EXTRAIT DU TEXTE:
■ ■ ■ ■
Jean Chaffanjon

Aux sources de l’Orénoque

De l’aventure vécue aux romans de Jules Verne

En 1890, un ouvrage tombe entre les mains de Jules Verne, qui le dévore et s’enthousiasme au point de vouloir s’en inspirer pour l’un de ses futurs romans. Ce récit de voyage, rédigé par Jean Chaffanjon, s’intitule  l’Orénoque et le Caura, Voyage aux sources de l’Orénoque. Il raconte le parcours accompli par cet aventurier sur le fleuve vénézuélien de l’Orénoque, entre 1885 et 1887. Pour sa série des Voyages extraordinaires, Jules Verne conduit ses héros sur les traces de cet illustre explorateur. Dans le Superbe Orénoque (1898). Le héros du roman, Jean de Kermor remonte ainsi le cours du fleuve, tenant à la main le livre de l’explorateur dans lequel il voit « un guide sûr » car « d’une extrême précision ».

Vivre sa vie comme un roman, sans le faire exprès, c’est un peu l’histoire de Chaffajon. C’est aussi s’inscrire dans la grande  tradition française des aventuriers audacieux, avides de combler «les taches blanches» des cartes imprécises et de faire rejaillir la gloire obtenue sur leur pays.
■ ■ ■ ■
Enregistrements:
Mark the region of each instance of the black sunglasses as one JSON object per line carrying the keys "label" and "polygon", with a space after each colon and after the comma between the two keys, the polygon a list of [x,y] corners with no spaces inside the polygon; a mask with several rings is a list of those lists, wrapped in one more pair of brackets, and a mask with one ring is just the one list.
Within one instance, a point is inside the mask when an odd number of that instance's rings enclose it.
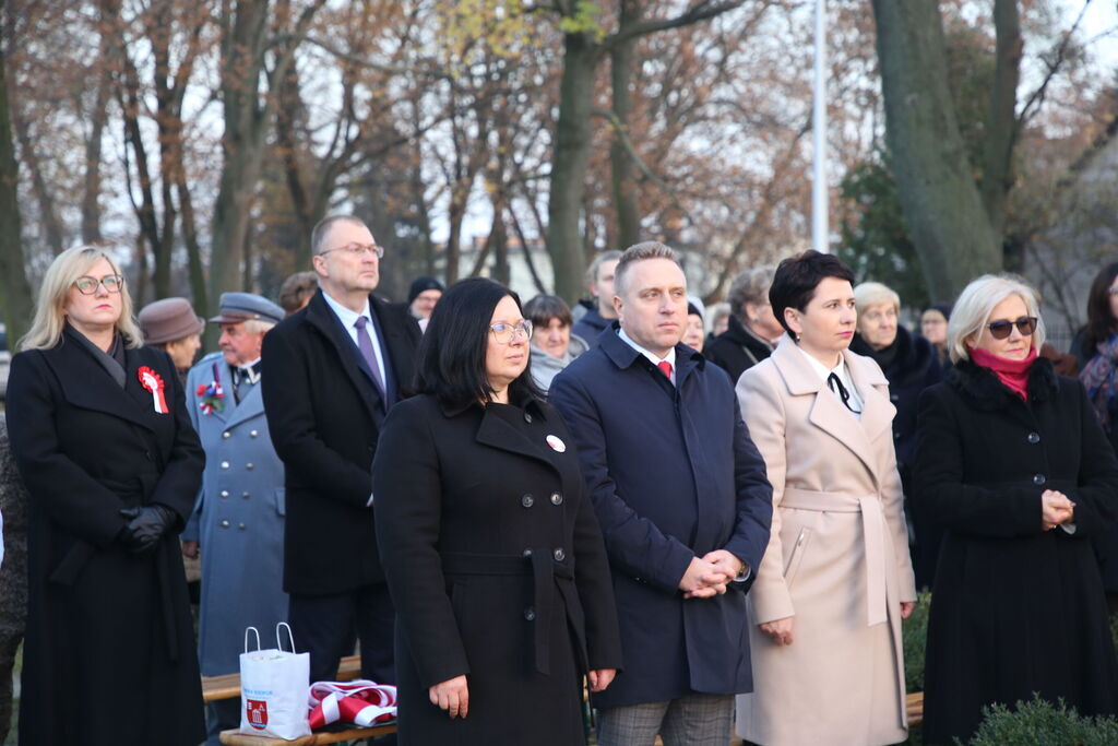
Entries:
{"label": "black sunglasses", "polygon": [[989,336],[994,339],[1007,338],[1013,333],[1014,327],[1017,328],[1022,337],[1032,337],[1032,333],[1036,331],[1036,317],[1021,317],[1016,321],[1002,320],[986,324],[986,329],[989,329]]}

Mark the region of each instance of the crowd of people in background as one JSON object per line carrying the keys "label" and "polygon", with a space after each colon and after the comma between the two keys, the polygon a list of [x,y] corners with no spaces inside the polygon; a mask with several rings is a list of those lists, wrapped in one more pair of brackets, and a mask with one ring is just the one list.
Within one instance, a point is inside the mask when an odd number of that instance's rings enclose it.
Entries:
{"label": "crowd of people in background", "polygon": [[655,242],[574,308],[391,303],[385,255],[329,217],[208,320],[55,258],[0,428],[0,733],[22,640],[20,743],[216,744],[200,677],[285,621],[311,681],[359,648],[398,687],[405,745],[581,744],[584,681],[603,746],[893,744],[922,589],[925,743],[1118,712],[1118,262],[1062,352],[1012,275],[909,329],[815,252],[710,308]]}

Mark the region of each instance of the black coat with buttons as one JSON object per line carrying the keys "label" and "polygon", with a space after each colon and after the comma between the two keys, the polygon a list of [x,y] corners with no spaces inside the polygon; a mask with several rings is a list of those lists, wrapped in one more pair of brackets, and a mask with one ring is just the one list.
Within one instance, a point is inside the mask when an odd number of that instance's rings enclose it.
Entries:
{"label": "black coat with buttons", "polygon": [[[369,296],[388,386],[409,393],[419,327],[407,306]],[[320,290],[264,337],[260,393],[284,463],[284,591],[314,596],[383,583],[369,473],[385,413],[357,344]],[[297,631],[296,631],[297,634]]]}
{"label": "black coat with buttons", "polygon": [[[606,550],[547,404],[398,404],[373,463],[407,744],[584,743],[580,677],[620,668]],[[466,674],[451,719],[428,688]]]}
{"label": "black coat with buttons", "polygon": [[[205,454],[167,353],[125,350],[122,389],[67,330],[20,352],[8,432],[28,500],[21,744],[193,745],[206,736],[178,533]],[[140,384],[148,367],[170,412]],[[141,555],[124,508],[159,503],[176,526]]]}
{"label": "black coat with buttons", "polygon": [[[1118,710],[1118,664],[1090,537],[1118,517],[1118,462],[1082,386],[1041,358],[1027,404],[959,362],[920,398],[916,500],[945,530],[932,589],[925,743],[964,742],[982,708],[1032,692]],[[1076,503],[1041,526],[1041,493]]]}

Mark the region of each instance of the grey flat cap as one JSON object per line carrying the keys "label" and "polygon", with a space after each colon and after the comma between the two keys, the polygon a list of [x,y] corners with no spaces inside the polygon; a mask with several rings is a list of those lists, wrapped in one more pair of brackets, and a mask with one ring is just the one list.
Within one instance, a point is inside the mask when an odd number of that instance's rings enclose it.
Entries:
{"label": "grey flat cap", "polygon": [[280,323],[286,313],[278,305],[256,293],[221,293],[220,313],[211,323],[240,323],[250,319]]}
{"label": "grey flat cap", "polygon": [[206,322],[184,298],[164,298],[140,309],[144,344],[162,344],[202,333]]}

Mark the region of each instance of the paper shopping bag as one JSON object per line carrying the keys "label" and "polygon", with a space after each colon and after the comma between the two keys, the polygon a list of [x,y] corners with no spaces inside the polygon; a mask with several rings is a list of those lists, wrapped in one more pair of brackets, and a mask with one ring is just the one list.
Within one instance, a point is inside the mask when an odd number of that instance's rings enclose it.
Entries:
{"label": "paper shopping bag", "polygon": [[[287,631],[291,652],[283,649],[280,630]],[[256,635],[256,650],[248,649],[248,632]],[[260,650],[260,633],[245,630],[245,652],[240,655],[240,731],[287,740],[311,735],[306,718],[306,689],[311,679],[311,655],[295,653],[291,627],[276,625],[276,646]]]}

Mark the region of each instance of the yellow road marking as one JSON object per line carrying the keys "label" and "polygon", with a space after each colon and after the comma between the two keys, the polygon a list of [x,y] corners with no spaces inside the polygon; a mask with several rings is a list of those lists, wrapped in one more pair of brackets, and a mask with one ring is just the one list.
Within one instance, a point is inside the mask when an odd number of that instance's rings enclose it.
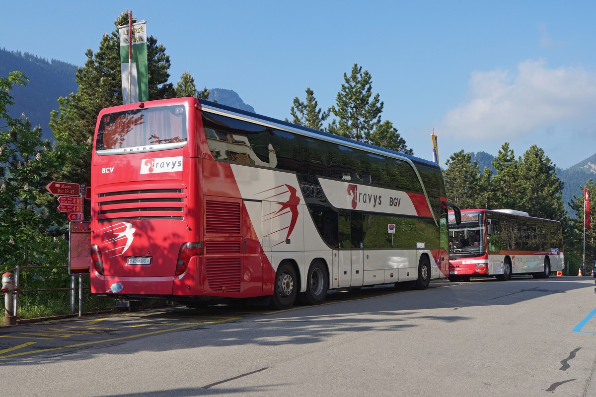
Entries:
{"label": "yellow road marking", "polygon": [[12,336],[11,335],[0,335],[0,337],[12,337],[15,339],[41,339],[42,340],[52,340],[51,337],[29,337],[27,336]]}
{"label": "yellow road marking", "polygon": [[23,335],[33,335],[35,336],[54,336],[55,337],[70,337],[72,335],[60,335],[55,333],[42,333],[41,332],[27,332],[23,333]]}
{"label": "yellow road marking", "polygon": [[[229,317],[228,318],[222,320],[221,321],[206,321],[206,324],[218,324],[219,323],[224,323],[226,321],[233,321],[235,320],[240,320],[240,317]],[[178,331],[179,330],[185,329],[187,328],[192,328],[193,327],[196,327],[196,324],[193,324],[191,325],[184,326],[182,327],[177,327],[176,328],[171,328],[167,330],[159,330],[158,331],[153,331],[151,332],[145,332],[145,333],[138,334],[137,335],[129,335],[128,336],[122,336],[120,337],[114,337],[111,339],[103,339],[101,340],[94,340],[92,342],[85,342],[82,343],[76,343],[75,345],[69,345],[68,346],[61,346],[57,348],[49,348],[48,349],[42,349],[40,350],[35,350],[33,351],[28,352],[21,352],[20,353],[15,353],[14,354],[8,354],[7,355],[0,355],[0,359],[2,358],[9,358],[10,357],[16,357],[17,356],[22,355],[28,355],[30,354],[38,354],[39,353],[45,353],[46,352],[54,351],[57,350],[62,350],[64,349],[72,349],[74,348],[80,348],[83,346],[89,346],[91,345],[98,345],[99,343],[105,343],[108,342],[115,342],[116,340],[125,340],[126,339],[132,339],[136,337],[141,337],[142,336],[148,336],[149,335],[155,335],[159,333],[163,333],[164,332],[170,332],[172,331]],[[1,354],[2,352],[0,352]]]}
{"label": "yellow road marking", "polygon": [[8,349],[5,349],[4,350],[0,350],[0,354],[4,354],[8,352],[11,352],[13,350],[17,350],[17,349],[21,349],[22,348],[26,348],[30,345],[35,345],[36,342],[27,342],[26,343],[23,343],[22,345],[19,345],[18,346],[15,346],[14,348],[8,348]]}

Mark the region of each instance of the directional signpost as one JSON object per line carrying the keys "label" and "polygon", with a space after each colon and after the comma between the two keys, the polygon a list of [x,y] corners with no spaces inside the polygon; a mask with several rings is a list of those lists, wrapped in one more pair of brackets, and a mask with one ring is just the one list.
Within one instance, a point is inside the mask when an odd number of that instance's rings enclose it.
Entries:
{"label": "directional signpost", "polygon": [[83,220],[83,196],[80,194],[80,185],[52,181],[45,188],[52,195],[59,195],[58,210],[61,212],[68,212],[67,218],[69,221]]}
{"label": "directional signpost", "polygon": [[45,188],[52,195],[61,196],[80,195],[80,185],[78,183],[52,181],[45,186]]}
{"label": "directional signpost", "polygon": [[75,212],[72,212],[69,214],[68,216],[66,217],[69,221],[82,221],[83,220],[83,214],[76,214]]}
{"label": "directional signpost", "polygon": [[72,196],[60,196],[58,198],[58,202],[61,204],[76,204],[80,205],[83,204],[83,199],[80,197]]}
■ ■ ■ ■
CONSIGNES DE L'EXERCICE:
a: D'après le texte sur Jean Chaffanjon, pourquoi Jean de Kermor considère-t-il le livre de l'explorateur comme « un guide sûr » ?
b: Relevez toutes les années mentionnées dans le texte sur Jean Chaffanjon, dans l'ordre où elles apparaissent.
c: Répondez aux questions suivantes à partir du texte sur Jean Chaffanjon.
(i) Sur quel fleuve Jean Chaffanjon a-t-il accompli son parcours ?
(ii) En quelle année paraît le roman le Superbe Orénoque ?
(iii) Que cherchent à combler les aventuriers audacieux de la tradition française ?

RÉSULTATS DES TÂCHES:
a: Jean de Kermor voit dans ce livre « un guide sûr » parce qu'il le juge « d'une extrême précision ».

b: 1890, 1885, 1887, 1898

c:
(i) Il a accompli son parcours sur l'Orénoque, un fleuve vénézuélien.
(ii) Le roman paraît en 1898.
(iii) Ils cherchent à combler « les taches blanches » des cartes imprécises.